External data is data that resides outside of Excel in a file, database, server, or Web site. You can import external data into Excel either directly into a PivotTable or into a worksheet for additional types of data analysis.
A vast amount of data exists in the world, and most of it resides in some kind of nonworkbook format. Some data exists in simple text files, perhaps as comma-separated lists of items. Other data resides in tables, either in Word documents or, more likely, in Access databases. There is also an increasing amount of data that resides in Web pages and in XML files.
By definition, all this data is not directly available to you via Excel. However, Excel offers a number of tools that enable you to import external data into the program. Depending on your needs and on the type of data, you can either import the data directly into a PivotTable report, or you can store the data on a worksheet and then build your PivotTable from the resulting worksheet range. In most cases, Excel also enables you to refresh the data so that you are always working with the most up-to-date version of the data.
Excel can access a wide variety of external data types. However, in this appendix you only learn about six of them: data source files, Access tables, Word tables, text files, Web pages, and XML files.
In Appendix B, you learned about ODBC data sources, which give you access to data residing in databases such as Access or dBase or on servers such as SQL Server and Oracle; see the Appendix B section "Understanding Microsoft Query." However, there are many other data source types, including data connection files — which connect to specific objects in a data source, such as an Access table — Web queries, OLAP cubes, query files — saved via Microsoft Query; see Appendix B — Web-based data retrieval services, and XML files. See also the next task, "Import Data from a Data Source."
Microsoft Access is the Office suite's relational database management system, so it is often used to store and manage the bulk of the data used by a person, team, department, or company. You can connect to Access tables either via Microsoft Query or by importing table data directly into Excel. See the task "Import Data from an Access Table," later in this appendix.
Simple nuggets of nonrelational data are often stored in a table embedded in a Word document. You can only perform so much analysis on that data within Word, so it is often useful to import the data from the Word table into an Excel worksheet. See the task "Import Data from a Word Table," later in this appendix.
Text files often contain useful data. If that data is formatted properly — for example, each line has the same number of items, all separated by spaces, commas, or tabs — then it is possible to import that data into Excel for further analysis. See the task "Import Data from a Text File," later in this appendix.
People and companies are storing useful data on Web pages that reside either on the Internet or the company's intranet. This data is often a combination of text and tables, but you cannot analyze Web-based data in any meaningful way in your Web browser. Fortunately, Excel enables you to create a Web query that lets you import text and/or tables from a Web page. See the task "Import Data from a Web Page," later in this appendix.

◆ **STATED GOAL A**
According to the passage on importing external data into Excel, which six external data types does the appendix cover?

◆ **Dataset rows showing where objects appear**
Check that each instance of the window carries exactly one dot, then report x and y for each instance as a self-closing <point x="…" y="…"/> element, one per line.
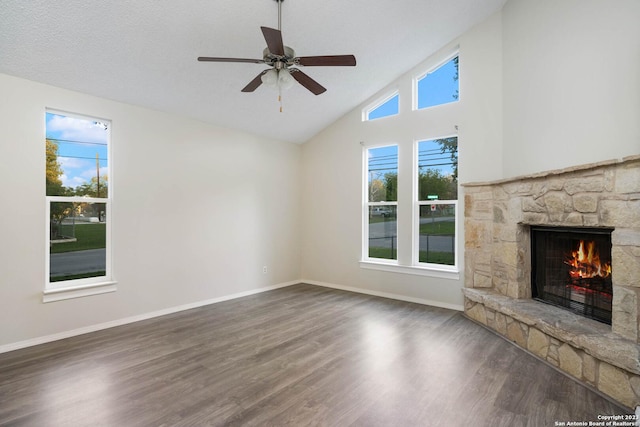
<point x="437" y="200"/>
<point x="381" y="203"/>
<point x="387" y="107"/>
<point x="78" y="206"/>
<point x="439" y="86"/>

--

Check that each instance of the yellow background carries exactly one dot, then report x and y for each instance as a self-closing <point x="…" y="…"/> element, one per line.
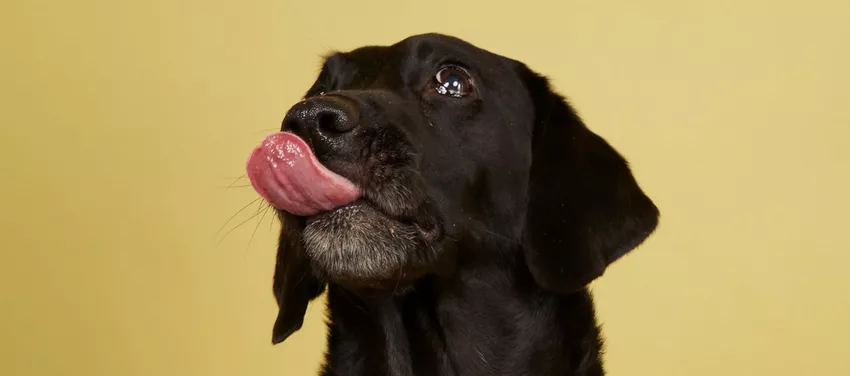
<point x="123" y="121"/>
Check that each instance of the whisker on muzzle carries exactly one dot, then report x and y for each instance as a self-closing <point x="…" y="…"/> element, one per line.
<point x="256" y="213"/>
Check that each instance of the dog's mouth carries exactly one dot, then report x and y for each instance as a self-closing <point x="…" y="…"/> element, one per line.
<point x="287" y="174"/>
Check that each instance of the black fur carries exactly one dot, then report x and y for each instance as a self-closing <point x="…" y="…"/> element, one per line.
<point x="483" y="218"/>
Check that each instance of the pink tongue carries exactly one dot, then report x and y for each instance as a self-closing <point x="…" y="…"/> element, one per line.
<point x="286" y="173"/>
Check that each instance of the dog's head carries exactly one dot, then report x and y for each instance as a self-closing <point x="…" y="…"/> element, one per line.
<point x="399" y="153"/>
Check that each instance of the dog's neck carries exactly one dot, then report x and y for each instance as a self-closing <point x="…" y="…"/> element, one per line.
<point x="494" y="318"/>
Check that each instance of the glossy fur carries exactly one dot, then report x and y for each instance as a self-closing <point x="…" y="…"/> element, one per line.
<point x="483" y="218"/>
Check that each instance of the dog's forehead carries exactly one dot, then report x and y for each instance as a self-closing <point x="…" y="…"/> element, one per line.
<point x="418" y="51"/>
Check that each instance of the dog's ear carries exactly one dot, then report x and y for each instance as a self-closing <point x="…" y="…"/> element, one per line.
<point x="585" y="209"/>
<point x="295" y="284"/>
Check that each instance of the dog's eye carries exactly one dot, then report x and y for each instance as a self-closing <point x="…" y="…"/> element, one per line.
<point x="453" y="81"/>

◆ **STATED GOAL B**
Please report how many lines of the records contain the string "black", treating case as significant, and give only the number.

◆ **RIGHT ANSWER A**
Data source files, Access tables, Word tables, text files, Web pages, and XML files.

◆ **RIGHT ANSWER B**
1